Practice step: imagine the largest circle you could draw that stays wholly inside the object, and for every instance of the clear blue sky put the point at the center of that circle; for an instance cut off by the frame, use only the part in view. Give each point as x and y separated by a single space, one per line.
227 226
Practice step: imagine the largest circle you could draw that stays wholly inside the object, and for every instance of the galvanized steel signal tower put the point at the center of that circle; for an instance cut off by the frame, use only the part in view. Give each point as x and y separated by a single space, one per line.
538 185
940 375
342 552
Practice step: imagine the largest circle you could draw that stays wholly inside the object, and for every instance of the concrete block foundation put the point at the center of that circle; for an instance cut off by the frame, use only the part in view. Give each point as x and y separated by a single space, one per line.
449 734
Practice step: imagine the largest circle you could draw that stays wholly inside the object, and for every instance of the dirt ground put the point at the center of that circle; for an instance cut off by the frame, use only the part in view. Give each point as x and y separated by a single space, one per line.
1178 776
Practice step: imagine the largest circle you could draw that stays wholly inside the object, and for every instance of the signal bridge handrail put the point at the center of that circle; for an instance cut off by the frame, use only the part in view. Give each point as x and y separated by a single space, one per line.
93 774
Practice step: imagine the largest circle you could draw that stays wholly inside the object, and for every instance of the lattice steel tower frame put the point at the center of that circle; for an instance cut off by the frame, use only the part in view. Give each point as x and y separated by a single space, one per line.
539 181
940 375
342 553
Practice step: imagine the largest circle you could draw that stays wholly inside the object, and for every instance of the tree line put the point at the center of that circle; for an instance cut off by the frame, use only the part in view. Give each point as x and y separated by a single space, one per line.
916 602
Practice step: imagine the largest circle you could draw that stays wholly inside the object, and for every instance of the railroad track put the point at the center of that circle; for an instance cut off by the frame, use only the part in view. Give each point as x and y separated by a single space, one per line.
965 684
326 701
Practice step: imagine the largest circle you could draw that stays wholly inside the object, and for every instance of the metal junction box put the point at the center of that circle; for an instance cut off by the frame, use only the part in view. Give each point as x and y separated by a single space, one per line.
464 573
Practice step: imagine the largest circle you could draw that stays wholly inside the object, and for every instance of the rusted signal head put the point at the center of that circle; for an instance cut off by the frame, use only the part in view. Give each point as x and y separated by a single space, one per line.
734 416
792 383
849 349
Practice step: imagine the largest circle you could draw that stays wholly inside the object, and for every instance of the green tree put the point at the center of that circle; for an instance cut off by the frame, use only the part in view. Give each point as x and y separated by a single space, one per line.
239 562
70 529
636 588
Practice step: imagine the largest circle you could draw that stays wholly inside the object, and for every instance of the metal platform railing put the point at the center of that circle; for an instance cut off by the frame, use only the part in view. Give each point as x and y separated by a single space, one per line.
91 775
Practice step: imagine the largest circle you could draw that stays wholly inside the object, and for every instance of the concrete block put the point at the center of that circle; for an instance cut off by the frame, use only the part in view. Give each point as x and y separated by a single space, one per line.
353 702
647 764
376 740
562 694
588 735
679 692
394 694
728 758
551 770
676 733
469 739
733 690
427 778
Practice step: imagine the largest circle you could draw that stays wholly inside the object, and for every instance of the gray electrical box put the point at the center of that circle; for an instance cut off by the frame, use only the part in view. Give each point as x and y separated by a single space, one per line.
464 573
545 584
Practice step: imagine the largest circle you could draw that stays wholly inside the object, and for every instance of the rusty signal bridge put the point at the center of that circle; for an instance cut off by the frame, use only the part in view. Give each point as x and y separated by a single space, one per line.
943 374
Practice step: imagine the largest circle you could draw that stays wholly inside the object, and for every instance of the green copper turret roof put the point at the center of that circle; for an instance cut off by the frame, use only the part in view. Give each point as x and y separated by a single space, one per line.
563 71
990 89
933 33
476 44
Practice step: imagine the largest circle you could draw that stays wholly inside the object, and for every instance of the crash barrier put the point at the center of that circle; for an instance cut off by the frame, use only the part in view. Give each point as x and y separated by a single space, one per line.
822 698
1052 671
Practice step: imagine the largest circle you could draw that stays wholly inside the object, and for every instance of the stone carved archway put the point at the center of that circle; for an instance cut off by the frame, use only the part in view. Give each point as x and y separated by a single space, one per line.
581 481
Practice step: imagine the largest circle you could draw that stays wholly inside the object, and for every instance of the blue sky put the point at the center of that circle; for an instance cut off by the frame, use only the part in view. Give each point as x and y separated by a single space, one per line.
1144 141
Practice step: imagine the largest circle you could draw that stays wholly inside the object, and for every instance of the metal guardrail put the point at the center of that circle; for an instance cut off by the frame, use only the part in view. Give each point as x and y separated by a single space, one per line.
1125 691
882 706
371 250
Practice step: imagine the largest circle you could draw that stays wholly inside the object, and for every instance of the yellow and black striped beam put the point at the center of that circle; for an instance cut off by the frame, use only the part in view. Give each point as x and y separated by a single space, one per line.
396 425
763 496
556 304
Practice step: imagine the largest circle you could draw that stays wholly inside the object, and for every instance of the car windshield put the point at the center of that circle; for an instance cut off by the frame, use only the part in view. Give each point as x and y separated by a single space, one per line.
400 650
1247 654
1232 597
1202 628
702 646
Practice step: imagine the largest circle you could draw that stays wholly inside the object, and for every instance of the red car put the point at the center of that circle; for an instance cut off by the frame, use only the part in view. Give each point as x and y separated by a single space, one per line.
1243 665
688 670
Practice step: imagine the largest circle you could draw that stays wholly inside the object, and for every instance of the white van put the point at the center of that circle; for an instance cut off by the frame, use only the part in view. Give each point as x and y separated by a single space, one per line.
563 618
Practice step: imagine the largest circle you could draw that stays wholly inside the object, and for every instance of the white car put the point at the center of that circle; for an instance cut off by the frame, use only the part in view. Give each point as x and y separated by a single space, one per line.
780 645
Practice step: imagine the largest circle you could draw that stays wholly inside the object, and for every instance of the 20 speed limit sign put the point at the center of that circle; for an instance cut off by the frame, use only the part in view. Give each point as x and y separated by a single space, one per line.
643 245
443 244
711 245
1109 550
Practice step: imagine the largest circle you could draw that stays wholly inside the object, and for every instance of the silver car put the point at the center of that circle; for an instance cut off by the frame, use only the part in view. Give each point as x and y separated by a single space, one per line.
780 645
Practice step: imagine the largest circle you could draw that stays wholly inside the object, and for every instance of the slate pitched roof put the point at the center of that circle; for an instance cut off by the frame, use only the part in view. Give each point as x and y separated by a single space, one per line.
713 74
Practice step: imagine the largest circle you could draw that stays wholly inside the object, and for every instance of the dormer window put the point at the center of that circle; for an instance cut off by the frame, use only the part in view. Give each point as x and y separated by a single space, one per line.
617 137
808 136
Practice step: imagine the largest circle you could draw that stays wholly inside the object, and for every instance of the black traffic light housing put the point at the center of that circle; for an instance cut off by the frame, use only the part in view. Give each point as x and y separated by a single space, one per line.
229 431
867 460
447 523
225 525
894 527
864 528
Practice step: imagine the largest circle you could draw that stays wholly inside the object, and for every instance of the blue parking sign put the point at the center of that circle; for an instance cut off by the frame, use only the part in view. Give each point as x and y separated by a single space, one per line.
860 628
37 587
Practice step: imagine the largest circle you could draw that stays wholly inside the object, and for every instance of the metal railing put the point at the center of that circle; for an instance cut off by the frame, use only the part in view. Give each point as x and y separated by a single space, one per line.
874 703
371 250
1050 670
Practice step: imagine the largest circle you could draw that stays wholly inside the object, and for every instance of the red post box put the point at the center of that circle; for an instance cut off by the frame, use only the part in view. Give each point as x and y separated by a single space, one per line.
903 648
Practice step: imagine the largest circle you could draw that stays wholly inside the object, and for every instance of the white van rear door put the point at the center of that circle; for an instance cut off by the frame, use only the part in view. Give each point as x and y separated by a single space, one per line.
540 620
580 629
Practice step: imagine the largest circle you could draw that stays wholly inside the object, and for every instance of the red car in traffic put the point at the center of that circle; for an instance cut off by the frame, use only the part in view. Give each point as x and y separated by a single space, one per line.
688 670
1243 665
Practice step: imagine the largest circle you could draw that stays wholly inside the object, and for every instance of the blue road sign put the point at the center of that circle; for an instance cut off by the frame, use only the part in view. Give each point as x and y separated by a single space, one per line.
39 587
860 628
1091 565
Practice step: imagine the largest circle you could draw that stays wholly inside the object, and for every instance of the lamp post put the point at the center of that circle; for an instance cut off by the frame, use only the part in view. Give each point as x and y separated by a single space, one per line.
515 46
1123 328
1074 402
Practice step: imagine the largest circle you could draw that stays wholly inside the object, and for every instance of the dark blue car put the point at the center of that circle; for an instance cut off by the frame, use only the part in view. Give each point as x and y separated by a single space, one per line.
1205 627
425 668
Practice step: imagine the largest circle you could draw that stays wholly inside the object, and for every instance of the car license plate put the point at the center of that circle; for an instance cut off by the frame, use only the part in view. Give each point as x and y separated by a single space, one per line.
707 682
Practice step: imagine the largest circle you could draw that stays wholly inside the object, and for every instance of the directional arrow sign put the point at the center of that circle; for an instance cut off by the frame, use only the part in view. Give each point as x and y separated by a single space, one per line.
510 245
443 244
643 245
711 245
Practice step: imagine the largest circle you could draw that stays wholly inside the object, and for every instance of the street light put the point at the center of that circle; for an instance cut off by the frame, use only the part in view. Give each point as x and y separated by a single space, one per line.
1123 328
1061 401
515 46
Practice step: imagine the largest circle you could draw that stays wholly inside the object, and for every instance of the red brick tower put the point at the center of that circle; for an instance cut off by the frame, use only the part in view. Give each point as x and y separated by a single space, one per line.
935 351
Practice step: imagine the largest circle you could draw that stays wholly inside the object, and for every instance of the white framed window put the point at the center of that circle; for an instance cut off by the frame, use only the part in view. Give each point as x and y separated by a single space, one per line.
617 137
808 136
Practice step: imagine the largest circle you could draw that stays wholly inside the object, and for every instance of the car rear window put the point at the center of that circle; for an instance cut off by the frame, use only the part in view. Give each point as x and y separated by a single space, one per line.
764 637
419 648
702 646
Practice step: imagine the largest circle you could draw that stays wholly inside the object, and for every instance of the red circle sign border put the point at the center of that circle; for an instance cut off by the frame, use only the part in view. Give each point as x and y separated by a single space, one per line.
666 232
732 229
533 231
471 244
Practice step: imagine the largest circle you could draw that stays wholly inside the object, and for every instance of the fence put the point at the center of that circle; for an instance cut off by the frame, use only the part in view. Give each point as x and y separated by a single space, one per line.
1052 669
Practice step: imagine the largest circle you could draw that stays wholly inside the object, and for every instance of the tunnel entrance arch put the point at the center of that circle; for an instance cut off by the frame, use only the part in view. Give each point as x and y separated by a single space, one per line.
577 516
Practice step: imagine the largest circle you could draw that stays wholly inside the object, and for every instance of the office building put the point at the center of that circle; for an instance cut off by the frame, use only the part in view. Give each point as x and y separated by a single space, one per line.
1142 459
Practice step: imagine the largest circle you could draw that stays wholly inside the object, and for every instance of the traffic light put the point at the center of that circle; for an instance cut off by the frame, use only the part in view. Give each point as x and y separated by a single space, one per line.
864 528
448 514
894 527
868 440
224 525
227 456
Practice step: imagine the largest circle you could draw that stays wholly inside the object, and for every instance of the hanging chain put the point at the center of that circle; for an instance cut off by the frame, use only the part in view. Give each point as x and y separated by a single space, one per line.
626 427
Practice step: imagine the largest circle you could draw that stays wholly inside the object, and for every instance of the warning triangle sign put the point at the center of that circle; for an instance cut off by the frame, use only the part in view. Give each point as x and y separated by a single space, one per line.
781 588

## Goal of the exercise:
Send back exactly the lines from the line with "of the tunnel" through the end of the records.

## Task response:
Practice step: imagine the largest circle you could draw that stays wholly inside the object, and for every instance of the tunnel entrance arch put the point at the center of that circle; for an instance cut off by the frame, use only the part in view. Give each point as x and y separated by a single space, one per line.
577 516
Practice step: imagine the largest circle you could draw that stays wholly inside the object, and for every instance of the office building put the point at the center of that circle; for an instance cut off by the frame, use only the part in view. Give each point as x and y separated by a single space, one per line.
1142 459
Practice step: imagine the largest circle you could draw that stays wholly inside the object, and for every instance of the traffic light put the point at the center of that circle; for an instance cut off by the frame, use only the part in view. Give each point as x and y separated by a single space, one per line.
864 528
448 514
894 527
868 440
224 525
227 456
Practice step: imagine the largest circle you could draw that stays wholly inside the object, and for every instance of the hanging chain put the point at the center of that circle; for an instance cut off by the frame, use only the part in view. Give each point as x and y separated by a single space, one per line.
626 427
Practice step: imagine the largest circle you could draw that stays wholly inside the object, and for every instance of the warning triangle sign put the point at the center of that circle; for an instance cut off by the frame, use only the part in view. Give each point as x and y separated by a single space, one per line.
781 588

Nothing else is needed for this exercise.